> EXERCISE INSTRUCTIONS: For the records below, print every one exactly, with nothing dropped.

▬▬▬▬▬▬

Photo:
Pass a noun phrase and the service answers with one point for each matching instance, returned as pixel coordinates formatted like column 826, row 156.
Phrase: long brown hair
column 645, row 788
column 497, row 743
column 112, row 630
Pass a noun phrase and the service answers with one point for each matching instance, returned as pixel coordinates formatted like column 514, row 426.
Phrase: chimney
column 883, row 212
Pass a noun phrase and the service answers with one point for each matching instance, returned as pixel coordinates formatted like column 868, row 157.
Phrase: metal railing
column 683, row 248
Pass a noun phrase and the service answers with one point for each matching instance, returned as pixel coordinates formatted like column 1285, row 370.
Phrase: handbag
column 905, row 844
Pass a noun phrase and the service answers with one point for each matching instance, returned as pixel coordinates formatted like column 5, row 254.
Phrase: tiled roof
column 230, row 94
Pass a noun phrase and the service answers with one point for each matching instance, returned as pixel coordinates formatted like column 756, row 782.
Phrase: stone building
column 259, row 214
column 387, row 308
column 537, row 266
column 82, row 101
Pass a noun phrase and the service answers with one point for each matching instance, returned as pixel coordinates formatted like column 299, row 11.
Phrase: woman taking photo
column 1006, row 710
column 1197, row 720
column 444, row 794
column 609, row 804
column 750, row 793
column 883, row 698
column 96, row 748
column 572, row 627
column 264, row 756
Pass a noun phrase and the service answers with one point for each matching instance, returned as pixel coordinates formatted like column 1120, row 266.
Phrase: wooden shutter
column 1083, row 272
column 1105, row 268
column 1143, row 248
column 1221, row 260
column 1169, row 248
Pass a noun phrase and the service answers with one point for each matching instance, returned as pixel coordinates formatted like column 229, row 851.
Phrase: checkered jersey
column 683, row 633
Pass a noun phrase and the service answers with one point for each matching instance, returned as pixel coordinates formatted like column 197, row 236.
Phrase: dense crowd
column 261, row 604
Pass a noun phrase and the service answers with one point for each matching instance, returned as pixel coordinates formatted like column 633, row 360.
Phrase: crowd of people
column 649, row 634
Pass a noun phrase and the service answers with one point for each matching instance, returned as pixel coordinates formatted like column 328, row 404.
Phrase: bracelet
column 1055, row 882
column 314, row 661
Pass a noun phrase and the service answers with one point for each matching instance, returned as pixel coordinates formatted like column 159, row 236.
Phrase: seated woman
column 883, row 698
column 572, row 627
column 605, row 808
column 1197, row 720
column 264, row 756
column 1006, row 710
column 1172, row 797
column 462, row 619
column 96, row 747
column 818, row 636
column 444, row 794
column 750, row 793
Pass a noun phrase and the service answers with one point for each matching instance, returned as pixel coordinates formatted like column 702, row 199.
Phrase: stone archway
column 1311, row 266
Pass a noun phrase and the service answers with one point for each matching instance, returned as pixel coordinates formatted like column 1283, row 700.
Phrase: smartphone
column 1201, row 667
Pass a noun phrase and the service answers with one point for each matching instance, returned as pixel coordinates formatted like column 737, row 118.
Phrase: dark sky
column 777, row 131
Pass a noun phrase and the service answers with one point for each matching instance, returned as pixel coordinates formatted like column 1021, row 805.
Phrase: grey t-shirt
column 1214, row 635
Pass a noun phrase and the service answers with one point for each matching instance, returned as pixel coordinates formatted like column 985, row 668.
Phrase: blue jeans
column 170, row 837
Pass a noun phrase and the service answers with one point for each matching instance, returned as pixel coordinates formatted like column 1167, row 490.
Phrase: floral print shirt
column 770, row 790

▬▬▬▬▬▬

> THE COMPLETED TASK:
Photo:
Pass a noun phrase and the service answers with one point for each matching instance, returned as pixel coordinates formatted like column 826, row 156.
Phrase: long brown hair
column 645, row 788
column 497, row 743
column 112, row 630
Pass a noun phrase and the service answers with one point for each matching instance, returned as pixel coordinates formatted like column 514, row 426.
Phrase: chimney
column 883, row 212
Pass a noun phrase and the service answers with one point for each matching instance, returned as pixel coordinates formatted like column 868, row 157.
Phrase: metal railing
column 683, row 248
Pass a noun phrase and the service answers with one point for each matching instance, returned as pixel coordinates formatted like column 1285, row 370.
Phrase: handbag
column 905, row 844
Pass a noun phrase and the service answers with one point for each matching instance, returned as pixel coordinates formatted like column 5, row 254.
Phrase: tiled roof
column 230, row 94
Pass a noun phrase and the service answers with one point for each matching instance, returned as pixel coordinates formatted like column 756, row 782.
Phrase: stone building
column 259, row 214
column 387, row 308
column 537, row 266
column 82, row 101
Pass a noun phrase and the service answers with one point for each matching instance, returned as pixel coordinates formatted like column 299, row 11.
Phrase: woman taking photo
column 1006, row 710
column 1197, row 720
column 444, row 794
column 609, row 804
column 750, row 793
column 883, row 698
column 96, row 748
column 572, row 627
column 264, row 756
Pass a noun phrase and the service answers with one point for each matching instance, returned as pixel coordinates formatted like column 1120, row 266.
Phrase: wooden shutter
column 1083, row 272
column 1105, row 268
column 1143, row 248
column 1221, row 260
column 1169, row 248
Pass a noun phrase and the service answers with one point for each matching instance, returned as pixel coordinates formatted like column 229, row 851.
Phrase: checkered jersey
column 683, row 633
Pass a noun phrase and the service answers with one point for each matching instance, returned as pixel coordinates formatted like column 197, row 236.
Phrase: dense crowd
column 261, row 604
Pass a noun phrase and the service answers with one point for each matching instance, returned as pixel coordinates formatted like column 633, row 360.
Phrase: crowd of people
column 649, row 634
Pass a noun phrase and the service answers with one point for each matching instance, returned as pixel coordinates formatted like column 328, row 404.
Phrase: bracelet
column 1055, row 882
column 314, row 661
Pass a noun phrase and the service answers with one point for each matching instance, returned as pixel coordinates formatted like column 159, row 236.
Phrase: seated woman
column 883, row 698
column 572, row 627
column 605, row 808
column 1197, row 720
column 264, row 756
column 1006, row 710
column 1172, row 797
column 462, row 619
column 96, row 747
column 818, row 636
column 444, row 794
column 750, row 793
Pass a noun phrase and the service answers with one point for each matching instance, returned as pixel coordinates formatted like column 702, row 199.
Phrase: stone archway
column 1311, row 266
Pass a noun phrase and the service answers with one point for each matching instance, returned as pixel coordinates formatted like column 1283, row 700.
Phrase: smartphone
column 1201, row 667
Pass a noun phrase and the service answers with one point for each matching instance, returned as pixel coordinates formatted like column 737, row 118.
Phrase: dark sky
column 777, row 131
Pass a noun phrase and the service answers with one point for each matching instance, returned as pixel coordinates formatted like column 1021, row 805.
Phrase: grey t-shirt
column 1214, row 635
Pass a noun phrase and the service answers with one point for each matching instance, returned as pixel coordinates formatted like column 985, row 668.
Phrase: blue jeans
column 170, row 837
Pass a noun phrase and the service answers with one point for each matching instance, returned as pixel coordinates formatted like column 1167, row 490.
Phrase: floral print shirt
column 770, row 790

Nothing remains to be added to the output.